==== Data supplied ====

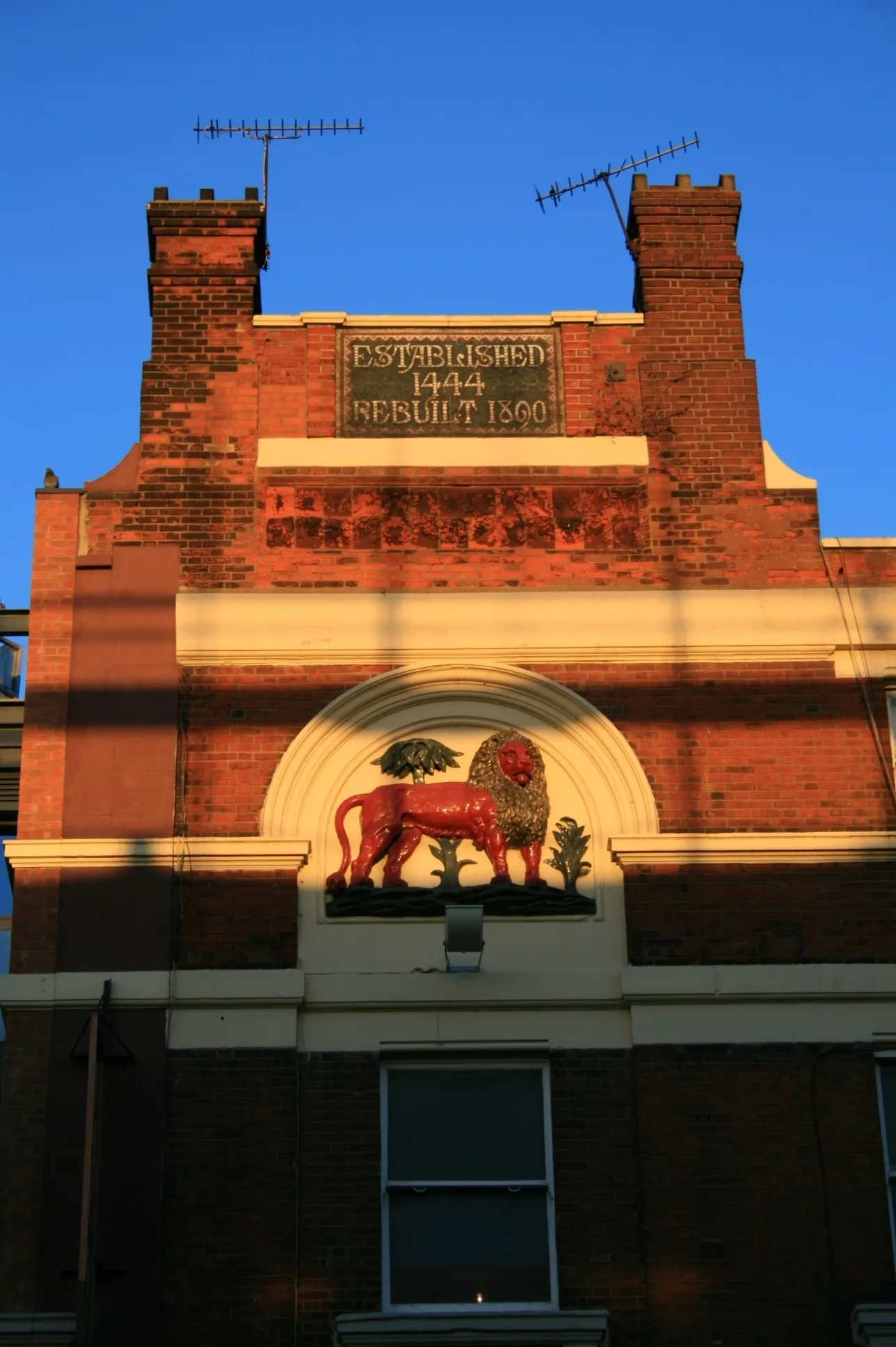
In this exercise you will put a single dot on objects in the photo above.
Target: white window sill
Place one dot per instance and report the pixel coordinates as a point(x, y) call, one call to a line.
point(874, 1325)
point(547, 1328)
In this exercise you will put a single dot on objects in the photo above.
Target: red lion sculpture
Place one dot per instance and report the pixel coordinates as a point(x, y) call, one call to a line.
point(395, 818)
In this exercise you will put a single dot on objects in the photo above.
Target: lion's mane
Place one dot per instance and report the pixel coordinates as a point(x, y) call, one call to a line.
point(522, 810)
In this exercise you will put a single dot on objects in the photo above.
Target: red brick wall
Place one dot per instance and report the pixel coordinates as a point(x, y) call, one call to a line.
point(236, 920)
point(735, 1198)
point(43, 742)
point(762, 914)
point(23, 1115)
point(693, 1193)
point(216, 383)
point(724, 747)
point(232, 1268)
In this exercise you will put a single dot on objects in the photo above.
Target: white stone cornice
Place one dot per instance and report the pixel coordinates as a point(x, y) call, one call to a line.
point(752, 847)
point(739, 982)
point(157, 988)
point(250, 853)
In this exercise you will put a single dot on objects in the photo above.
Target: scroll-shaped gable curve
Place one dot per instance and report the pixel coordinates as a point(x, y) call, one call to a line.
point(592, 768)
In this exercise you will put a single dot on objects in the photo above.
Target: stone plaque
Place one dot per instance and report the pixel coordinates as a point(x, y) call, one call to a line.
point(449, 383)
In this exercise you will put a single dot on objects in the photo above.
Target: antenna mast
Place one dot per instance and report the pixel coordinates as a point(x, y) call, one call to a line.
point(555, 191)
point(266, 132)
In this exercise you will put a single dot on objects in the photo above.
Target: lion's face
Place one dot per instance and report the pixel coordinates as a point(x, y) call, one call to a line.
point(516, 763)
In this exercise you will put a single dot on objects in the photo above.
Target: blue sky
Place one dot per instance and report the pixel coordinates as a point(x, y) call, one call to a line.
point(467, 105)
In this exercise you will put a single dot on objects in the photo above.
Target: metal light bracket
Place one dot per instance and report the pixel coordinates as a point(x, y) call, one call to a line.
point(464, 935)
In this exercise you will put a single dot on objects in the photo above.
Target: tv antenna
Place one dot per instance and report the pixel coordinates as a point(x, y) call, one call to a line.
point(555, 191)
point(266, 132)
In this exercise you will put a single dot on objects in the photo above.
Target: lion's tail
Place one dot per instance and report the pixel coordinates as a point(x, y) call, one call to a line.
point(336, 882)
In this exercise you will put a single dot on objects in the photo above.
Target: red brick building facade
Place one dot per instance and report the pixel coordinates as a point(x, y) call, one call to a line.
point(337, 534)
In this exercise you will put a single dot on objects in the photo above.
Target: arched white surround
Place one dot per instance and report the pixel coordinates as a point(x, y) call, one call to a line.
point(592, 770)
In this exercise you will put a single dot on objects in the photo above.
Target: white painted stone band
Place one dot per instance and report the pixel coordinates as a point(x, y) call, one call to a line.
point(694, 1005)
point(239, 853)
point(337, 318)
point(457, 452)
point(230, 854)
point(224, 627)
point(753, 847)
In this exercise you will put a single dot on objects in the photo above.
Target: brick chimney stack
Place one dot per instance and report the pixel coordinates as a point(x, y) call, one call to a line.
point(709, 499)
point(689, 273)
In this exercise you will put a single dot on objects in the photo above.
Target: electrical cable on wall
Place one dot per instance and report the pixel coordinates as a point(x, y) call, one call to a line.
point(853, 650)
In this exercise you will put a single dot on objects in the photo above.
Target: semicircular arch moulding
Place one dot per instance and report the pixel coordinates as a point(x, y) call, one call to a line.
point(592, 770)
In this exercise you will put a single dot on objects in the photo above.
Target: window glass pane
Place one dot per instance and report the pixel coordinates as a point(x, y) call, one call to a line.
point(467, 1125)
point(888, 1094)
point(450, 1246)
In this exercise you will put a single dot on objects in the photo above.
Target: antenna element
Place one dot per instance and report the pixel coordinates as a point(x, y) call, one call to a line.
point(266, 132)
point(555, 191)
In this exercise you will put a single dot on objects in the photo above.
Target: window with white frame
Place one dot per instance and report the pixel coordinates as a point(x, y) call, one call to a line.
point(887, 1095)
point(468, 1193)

====
==== Data supplied ====

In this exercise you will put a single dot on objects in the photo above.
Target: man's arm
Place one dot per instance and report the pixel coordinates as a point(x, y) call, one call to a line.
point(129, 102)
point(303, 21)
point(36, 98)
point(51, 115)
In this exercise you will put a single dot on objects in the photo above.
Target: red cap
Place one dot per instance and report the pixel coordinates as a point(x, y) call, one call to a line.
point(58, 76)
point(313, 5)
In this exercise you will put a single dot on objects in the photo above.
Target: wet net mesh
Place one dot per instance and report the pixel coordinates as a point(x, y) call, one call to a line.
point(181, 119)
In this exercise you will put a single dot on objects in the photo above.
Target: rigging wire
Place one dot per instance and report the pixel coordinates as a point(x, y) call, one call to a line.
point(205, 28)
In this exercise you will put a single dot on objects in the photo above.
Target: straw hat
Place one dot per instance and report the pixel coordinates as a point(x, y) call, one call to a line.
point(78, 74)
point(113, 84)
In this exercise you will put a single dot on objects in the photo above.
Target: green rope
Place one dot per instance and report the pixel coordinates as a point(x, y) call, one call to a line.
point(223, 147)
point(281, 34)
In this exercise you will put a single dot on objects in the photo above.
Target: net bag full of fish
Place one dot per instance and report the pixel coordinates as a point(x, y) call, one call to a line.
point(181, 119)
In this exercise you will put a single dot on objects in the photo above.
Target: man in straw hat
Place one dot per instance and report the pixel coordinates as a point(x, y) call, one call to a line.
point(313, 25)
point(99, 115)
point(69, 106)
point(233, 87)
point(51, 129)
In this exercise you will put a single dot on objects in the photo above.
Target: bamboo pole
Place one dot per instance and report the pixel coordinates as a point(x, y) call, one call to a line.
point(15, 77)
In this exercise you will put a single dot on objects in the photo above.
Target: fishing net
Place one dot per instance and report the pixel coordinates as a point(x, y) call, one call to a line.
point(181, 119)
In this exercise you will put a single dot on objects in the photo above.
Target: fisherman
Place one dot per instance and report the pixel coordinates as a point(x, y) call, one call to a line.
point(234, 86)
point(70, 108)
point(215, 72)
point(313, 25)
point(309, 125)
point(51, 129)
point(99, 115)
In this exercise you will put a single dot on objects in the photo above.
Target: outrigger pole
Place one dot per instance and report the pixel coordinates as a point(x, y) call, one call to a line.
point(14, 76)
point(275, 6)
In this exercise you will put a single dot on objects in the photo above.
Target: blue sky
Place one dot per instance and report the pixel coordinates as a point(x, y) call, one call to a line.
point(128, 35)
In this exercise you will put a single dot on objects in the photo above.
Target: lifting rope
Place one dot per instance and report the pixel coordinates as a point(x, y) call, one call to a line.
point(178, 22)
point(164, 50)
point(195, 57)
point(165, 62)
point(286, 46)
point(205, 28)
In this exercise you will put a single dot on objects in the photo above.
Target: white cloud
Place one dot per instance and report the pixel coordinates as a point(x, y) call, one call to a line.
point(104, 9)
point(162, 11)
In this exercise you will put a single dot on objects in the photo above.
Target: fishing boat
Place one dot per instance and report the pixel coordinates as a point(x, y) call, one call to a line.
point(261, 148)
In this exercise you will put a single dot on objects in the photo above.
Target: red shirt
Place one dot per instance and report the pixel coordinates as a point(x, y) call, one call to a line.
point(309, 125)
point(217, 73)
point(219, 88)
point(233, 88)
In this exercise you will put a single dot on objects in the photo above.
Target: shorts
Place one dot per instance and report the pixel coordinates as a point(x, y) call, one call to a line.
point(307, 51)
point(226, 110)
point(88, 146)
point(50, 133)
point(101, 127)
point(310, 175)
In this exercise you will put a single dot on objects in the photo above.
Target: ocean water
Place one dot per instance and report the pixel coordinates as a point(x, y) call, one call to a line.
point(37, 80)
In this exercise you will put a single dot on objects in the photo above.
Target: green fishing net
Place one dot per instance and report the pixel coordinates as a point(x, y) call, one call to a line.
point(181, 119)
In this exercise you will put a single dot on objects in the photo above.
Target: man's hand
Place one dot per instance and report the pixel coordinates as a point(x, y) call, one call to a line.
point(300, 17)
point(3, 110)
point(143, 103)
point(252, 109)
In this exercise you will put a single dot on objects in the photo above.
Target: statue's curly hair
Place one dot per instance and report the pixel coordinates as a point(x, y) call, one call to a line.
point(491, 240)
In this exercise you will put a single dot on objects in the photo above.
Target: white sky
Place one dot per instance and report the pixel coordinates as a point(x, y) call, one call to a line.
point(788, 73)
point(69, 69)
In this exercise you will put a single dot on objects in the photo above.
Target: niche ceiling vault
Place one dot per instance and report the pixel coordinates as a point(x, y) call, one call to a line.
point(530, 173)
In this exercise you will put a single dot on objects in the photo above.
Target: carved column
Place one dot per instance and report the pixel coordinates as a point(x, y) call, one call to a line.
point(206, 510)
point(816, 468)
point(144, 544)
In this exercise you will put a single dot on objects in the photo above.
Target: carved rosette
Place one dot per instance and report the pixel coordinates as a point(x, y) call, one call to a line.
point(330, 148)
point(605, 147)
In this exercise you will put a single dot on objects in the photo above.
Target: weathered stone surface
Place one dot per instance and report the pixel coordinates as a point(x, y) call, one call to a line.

====
==== Data supplied ====

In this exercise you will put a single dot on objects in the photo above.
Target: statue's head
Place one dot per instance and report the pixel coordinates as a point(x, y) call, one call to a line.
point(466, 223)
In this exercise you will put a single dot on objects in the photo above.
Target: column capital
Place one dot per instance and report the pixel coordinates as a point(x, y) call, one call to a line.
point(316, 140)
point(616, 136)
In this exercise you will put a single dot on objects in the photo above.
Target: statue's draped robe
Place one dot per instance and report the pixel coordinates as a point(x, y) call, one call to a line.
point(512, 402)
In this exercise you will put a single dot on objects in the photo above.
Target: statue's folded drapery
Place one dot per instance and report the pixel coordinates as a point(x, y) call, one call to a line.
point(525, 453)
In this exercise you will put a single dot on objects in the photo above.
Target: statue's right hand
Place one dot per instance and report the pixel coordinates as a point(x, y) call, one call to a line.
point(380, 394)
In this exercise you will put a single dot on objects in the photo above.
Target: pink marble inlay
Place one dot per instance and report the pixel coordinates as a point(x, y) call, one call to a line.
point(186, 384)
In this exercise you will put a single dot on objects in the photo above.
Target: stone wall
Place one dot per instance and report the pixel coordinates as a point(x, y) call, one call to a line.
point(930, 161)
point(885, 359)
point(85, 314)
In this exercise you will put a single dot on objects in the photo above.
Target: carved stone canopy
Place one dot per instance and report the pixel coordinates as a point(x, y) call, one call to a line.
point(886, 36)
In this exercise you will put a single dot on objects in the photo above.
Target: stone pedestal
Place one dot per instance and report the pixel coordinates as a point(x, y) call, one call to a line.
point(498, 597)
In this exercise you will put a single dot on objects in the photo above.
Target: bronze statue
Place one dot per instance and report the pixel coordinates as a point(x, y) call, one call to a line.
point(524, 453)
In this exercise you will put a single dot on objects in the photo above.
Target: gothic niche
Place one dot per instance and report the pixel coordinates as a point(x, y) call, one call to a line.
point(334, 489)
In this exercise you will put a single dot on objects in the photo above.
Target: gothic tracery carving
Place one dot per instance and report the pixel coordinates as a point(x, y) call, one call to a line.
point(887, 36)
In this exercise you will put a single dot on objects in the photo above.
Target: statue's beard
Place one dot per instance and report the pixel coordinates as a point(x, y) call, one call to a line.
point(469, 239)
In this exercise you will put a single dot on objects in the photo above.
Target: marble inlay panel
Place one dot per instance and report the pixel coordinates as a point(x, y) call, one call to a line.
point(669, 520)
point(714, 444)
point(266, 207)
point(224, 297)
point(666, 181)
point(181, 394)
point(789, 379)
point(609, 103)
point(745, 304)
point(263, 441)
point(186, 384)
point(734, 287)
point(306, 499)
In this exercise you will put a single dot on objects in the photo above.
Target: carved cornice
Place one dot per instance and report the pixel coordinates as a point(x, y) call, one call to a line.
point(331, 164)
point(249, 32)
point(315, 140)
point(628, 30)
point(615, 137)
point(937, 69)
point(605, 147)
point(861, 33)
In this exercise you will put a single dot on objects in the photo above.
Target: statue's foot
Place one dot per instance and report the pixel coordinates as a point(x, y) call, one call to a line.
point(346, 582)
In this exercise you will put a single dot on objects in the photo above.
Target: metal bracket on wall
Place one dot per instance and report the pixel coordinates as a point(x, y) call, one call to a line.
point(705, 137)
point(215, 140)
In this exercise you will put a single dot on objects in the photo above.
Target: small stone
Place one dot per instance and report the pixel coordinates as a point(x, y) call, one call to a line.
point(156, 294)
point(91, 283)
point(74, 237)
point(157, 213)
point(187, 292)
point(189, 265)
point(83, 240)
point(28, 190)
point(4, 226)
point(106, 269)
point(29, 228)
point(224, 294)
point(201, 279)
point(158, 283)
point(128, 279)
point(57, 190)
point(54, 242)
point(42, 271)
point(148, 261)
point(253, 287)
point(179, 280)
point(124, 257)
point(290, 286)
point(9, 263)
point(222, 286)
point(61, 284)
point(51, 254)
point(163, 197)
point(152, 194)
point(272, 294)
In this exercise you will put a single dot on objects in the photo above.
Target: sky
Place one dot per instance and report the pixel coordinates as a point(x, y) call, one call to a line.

====

• The request
Report each line of the listing above that contains the string "brick", copying the whole line unchanged. Count a line only if its letter case matches.

• Solution below
Target: red brick wall
Target: red brick building facade
Target: brick chimney stack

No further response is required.